Dataset excerpts

-------

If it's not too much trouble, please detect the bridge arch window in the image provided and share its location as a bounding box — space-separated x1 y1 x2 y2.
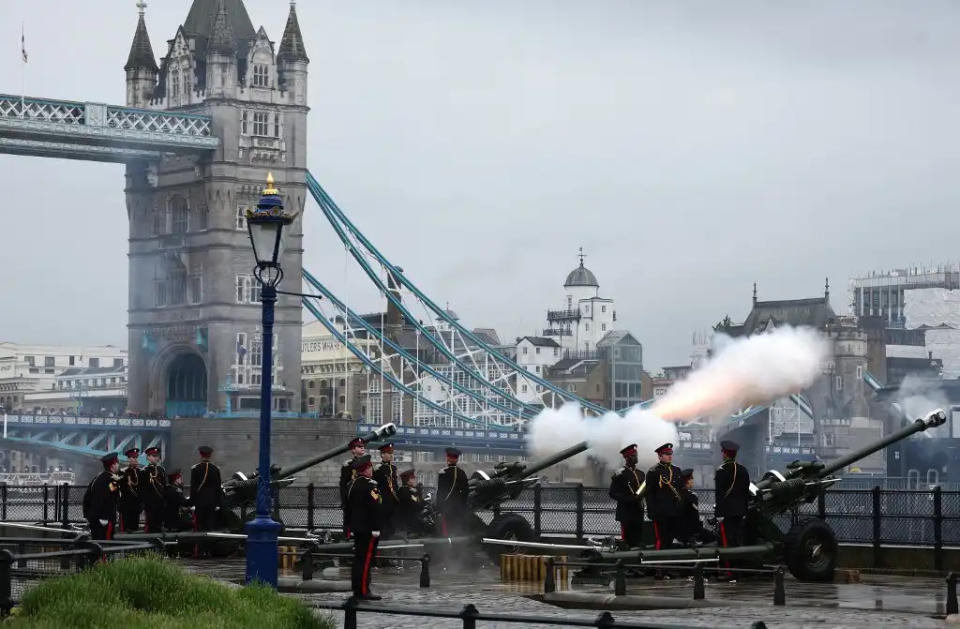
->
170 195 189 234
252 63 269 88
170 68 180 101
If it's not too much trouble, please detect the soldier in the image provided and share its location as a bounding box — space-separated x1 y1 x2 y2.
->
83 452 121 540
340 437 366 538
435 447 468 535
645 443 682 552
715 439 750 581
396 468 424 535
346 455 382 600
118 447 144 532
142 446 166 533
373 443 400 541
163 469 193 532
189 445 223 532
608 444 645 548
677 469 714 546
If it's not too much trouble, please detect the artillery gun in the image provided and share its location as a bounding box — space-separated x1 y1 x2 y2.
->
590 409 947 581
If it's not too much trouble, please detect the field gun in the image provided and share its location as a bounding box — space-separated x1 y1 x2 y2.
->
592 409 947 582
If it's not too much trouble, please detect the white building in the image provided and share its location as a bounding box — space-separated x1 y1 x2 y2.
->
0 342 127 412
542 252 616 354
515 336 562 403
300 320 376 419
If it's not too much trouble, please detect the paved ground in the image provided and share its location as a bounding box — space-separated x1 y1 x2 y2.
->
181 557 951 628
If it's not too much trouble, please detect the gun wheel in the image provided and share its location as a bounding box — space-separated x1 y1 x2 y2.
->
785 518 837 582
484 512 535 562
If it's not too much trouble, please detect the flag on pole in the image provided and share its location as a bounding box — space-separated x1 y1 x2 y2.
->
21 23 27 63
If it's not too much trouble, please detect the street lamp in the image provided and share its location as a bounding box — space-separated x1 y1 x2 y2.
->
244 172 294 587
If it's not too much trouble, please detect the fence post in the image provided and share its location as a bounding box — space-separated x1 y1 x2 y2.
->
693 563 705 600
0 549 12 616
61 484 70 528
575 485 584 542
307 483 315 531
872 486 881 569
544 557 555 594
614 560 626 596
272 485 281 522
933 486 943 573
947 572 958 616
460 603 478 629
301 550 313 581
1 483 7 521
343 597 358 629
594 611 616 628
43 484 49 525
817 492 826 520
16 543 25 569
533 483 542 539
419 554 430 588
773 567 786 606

-------

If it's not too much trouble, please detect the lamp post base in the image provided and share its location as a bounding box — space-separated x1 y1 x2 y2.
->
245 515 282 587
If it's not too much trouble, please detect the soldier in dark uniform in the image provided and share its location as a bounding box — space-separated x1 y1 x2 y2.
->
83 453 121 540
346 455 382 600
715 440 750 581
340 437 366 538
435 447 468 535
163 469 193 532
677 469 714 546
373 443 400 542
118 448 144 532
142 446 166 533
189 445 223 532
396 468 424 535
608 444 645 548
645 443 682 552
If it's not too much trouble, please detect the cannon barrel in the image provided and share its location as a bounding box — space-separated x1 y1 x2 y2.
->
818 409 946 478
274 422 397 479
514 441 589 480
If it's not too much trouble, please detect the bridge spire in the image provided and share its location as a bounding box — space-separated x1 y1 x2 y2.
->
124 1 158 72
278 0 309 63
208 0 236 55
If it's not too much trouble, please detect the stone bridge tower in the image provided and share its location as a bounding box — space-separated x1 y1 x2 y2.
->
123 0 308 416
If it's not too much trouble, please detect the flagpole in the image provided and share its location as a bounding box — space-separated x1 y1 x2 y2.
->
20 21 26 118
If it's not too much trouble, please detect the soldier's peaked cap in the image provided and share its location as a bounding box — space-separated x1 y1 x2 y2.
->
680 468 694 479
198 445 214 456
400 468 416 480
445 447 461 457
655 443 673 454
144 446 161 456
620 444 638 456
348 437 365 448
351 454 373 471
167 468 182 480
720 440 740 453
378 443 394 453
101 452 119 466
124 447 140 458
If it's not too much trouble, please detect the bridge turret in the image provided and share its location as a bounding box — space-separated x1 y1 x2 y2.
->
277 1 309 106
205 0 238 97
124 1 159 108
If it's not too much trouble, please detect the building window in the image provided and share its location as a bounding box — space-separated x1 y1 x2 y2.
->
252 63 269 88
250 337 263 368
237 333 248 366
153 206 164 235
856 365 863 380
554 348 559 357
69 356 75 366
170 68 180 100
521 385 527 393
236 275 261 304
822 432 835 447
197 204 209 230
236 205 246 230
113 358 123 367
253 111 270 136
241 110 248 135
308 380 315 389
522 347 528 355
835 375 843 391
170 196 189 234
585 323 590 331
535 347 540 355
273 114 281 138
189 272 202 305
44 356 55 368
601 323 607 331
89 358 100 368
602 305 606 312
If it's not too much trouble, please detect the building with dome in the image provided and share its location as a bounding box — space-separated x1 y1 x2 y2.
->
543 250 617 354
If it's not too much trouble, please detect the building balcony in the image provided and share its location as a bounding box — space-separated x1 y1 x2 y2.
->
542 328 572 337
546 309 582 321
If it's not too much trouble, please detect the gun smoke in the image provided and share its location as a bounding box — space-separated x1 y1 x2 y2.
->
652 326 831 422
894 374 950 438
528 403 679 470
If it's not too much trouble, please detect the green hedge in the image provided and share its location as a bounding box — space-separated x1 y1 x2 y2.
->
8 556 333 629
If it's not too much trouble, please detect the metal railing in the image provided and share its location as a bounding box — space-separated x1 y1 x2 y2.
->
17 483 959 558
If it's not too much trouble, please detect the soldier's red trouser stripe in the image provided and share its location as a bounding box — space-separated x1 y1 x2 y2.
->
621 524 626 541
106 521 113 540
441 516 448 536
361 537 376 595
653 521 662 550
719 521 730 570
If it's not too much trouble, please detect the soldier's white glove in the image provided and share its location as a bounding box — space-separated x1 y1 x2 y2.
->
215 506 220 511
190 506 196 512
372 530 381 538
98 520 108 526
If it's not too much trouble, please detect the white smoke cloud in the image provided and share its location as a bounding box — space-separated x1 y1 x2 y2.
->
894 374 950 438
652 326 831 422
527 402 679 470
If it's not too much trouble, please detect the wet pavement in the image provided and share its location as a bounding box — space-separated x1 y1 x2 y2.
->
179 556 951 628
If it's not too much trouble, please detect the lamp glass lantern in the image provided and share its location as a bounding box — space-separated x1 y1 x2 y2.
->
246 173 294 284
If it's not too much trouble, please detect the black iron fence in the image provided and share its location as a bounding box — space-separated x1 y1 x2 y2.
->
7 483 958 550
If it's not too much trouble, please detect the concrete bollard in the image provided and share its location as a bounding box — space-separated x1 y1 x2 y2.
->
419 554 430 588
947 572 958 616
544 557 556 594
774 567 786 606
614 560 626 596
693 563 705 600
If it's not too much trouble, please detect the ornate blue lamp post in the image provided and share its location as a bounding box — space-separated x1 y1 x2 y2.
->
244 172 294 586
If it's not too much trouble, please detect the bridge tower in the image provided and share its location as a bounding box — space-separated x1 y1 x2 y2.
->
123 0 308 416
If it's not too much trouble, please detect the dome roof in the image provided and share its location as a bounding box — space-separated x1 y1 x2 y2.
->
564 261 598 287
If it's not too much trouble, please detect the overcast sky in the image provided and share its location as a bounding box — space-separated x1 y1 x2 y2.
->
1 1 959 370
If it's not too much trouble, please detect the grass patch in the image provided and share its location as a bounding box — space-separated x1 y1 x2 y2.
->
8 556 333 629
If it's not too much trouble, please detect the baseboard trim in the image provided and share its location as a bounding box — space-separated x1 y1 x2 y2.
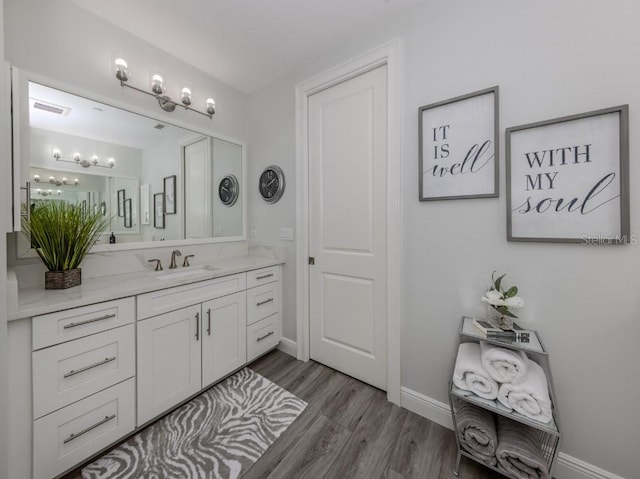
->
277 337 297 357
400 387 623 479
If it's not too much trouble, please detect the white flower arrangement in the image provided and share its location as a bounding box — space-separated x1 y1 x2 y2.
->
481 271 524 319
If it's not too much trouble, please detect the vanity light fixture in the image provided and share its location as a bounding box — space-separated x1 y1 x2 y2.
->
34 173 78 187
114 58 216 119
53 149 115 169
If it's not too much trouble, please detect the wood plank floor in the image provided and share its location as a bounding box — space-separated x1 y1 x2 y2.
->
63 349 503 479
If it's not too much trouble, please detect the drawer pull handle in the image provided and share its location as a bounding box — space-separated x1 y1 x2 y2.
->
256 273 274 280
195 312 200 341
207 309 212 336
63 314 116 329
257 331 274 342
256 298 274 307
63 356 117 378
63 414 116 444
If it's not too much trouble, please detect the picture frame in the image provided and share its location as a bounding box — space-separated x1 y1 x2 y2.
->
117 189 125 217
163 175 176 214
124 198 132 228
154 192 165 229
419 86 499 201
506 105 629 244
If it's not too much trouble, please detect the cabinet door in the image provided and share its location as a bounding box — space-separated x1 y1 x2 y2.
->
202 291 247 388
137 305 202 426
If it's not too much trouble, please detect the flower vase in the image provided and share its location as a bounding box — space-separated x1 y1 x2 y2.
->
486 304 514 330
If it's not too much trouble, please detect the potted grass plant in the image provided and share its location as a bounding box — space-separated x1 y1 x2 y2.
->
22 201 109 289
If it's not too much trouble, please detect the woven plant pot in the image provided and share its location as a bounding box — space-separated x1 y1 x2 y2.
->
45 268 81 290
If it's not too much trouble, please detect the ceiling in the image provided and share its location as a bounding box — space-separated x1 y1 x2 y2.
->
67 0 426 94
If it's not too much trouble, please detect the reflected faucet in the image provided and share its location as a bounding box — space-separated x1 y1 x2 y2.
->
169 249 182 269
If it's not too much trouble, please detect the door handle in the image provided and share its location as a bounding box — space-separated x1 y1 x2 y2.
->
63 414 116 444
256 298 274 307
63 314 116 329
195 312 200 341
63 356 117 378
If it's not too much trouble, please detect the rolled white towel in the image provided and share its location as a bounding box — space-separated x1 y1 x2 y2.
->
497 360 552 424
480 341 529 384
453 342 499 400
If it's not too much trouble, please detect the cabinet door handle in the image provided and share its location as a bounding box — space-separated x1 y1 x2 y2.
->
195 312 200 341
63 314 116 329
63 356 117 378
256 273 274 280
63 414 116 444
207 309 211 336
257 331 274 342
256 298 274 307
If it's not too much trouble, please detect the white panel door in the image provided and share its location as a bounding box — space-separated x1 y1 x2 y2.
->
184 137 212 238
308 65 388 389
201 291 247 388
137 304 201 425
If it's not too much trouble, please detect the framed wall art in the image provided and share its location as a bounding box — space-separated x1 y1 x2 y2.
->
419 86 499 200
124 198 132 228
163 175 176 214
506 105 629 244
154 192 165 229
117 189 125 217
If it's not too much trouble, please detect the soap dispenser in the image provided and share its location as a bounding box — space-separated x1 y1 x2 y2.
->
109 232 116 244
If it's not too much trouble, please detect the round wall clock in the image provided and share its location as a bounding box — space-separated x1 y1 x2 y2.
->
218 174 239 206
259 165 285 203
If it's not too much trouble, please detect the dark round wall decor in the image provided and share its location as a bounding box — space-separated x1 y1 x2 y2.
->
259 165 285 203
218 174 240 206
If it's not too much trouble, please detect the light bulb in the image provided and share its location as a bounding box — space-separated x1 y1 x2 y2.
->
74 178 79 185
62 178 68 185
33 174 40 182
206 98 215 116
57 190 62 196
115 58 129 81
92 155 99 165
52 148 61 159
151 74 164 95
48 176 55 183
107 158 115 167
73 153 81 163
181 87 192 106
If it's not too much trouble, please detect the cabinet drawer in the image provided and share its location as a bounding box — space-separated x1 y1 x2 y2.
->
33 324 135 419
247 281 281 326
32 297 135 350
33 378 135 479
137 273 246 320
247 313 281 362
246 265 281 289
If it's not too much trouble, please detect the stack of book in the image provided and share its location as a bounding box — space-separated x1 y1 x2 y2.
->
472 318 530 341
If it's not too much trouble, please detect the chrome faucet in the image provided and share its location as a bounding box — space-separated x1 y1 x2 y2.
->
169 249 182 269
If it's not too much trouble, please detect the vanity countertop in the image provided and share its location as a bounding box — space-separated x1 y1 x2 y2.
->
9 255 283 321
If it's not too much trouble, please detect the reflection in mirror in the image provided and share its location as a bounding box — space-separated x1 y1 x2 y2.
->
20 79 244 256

-------

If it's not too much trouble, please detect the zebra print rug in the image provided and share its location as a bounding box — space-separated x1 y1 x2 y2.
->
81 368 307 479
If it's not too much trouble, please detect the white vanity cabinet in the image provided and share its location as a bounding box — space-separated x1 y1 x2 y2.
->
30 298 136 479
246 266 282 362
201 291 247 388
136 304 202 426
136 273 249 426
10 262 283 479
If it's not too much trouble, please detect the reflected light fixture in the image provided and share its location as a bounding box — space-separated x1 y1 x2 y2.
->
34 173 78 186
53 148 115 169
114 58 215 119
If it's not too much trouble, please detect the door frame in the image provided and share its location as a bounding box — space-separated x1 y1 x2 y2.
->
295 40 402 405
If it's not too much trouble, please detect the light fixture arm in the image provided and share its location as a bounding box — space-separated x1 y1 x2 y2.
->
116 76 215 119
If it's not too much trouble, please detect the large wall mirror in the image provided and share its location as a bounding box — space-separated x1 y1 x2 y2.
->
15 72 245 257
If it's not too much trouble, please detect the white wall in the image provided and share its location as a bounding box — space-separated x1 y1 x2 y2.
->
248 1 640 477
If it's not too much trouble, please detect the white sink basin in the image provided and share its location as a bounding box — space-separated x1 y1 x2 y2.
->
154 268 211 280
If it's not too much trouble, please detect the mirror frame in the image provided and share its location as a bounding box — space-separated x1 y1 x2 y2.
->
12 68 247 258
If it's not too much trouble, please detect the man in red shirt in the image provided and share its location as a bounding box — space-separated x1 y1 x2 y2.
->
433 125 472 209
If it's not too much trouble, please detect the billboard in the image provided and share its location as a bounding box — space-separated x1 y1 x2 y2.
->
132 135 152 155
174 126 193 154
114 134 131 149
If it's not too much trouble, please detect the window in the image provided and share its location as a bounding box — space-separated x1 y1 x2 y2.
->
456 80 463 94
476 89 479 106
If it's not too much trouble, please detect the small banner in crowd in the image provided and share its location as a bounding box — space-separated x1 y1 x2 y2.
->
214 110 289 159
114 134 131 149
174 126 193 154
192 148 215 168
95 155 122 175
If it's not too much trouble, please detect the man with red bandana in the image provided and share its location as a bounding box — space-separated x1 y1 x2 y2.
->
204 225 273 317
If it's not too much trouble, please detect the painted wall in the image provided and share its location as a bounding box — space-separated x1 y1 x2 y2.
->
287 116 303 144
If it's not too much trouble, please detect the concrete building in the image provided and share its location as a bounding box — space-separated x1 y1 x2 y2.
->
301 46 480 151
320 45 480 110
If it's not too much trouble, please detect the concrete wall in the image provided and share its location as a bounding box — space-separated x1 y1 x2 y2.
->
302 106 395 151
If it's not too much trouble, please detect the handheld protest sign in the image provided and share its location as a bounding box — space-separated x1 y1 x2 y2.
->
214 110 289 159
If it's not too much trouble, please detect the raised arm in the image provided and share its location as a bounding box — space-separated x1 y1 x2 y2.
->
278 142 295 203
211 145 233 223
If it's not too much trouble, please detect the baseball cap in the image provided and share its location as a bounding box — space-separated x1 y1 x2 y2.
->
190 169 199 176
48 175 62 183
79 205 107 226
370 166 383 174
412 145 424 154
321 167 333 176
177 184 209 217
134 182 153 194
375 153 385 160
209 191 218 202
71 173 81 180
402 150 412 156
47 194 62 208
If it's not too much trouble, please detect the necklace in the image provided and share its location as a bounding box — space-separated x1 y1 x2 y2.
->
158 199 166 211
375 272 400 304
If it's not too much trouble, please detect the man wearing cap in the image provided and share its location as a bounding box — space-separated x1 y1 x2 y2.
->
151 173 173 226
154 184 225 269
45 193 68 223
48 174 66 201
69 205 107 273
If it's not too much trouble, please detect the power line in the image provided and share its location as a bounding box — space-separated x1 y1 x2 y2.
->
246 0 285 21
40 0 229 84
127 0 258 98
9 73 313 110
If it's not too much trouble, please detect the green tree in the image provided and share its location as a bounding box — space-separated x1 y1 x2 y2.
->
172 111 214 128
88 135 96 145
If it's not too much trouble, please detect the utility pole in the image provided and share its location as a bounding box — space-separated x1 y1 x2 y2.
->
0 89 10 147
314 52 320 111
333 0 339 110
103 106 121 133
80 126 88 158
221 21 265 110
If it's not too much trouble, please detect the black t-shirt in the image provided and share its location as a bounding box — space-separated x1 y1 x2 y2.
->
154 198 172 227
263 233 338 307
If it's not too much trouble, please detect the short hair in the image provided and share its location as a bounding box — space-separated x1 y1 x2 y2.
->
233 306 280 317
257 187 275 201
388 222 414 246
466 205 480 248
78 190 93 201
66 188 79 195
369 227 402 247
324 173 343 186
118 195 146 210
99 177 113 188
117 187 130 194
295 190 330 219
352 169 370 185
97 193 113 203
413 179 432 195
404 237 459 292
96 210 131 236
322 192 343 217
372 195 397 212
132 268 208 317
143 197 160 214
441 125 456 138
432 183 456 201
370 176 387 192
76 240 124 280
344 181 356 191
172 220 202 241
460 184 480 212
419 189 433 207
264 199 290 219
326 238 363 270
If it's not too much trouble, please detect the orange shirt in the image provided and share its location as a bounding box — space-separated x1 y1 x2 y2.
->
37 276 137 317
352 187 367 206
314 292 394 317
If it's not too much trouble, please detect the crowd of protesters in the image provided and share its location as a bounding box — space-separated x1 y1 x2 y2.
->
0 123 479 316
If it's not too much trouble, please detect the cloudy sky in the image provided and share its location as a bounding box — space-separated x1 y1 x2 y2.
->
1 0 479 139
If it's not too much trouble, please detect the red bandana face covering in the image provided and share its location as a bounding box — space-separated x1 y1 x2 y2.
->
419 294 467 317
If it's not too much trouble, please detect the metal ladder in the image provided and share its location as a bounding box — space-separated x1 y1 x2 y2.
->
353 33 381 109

-------

• [WHAT TO WORK ON] What you return must be an exact retyping of the lines above starting at the line with "If it's not too much trouble, please detect the light bulb" and ending at the line with "If it's not too much trouble, please detect the cabinet drawer", and nothing besides.

• [SOLUTION FOR THIS EXERCISE]
If it's not too much trouble, please detect the light bulb in the image provided and share its location as a bounding box — space-separated x1 y1 x2 y2.
->
74 178 79 185
62 178 68 185
33 174 40 182
206 98 215 116
57 190 62 196
115 58 129 81
92 155 99 165
52 148 61 159
151 74 164 95
48 176 55 183
107 158 115 167
73 153 81 163
181 87 192 106
If it's not too much trouble, please detect the cabinet drawer in the image provided and share its location as a bounding box — space-separated x1 y1 x2 y2.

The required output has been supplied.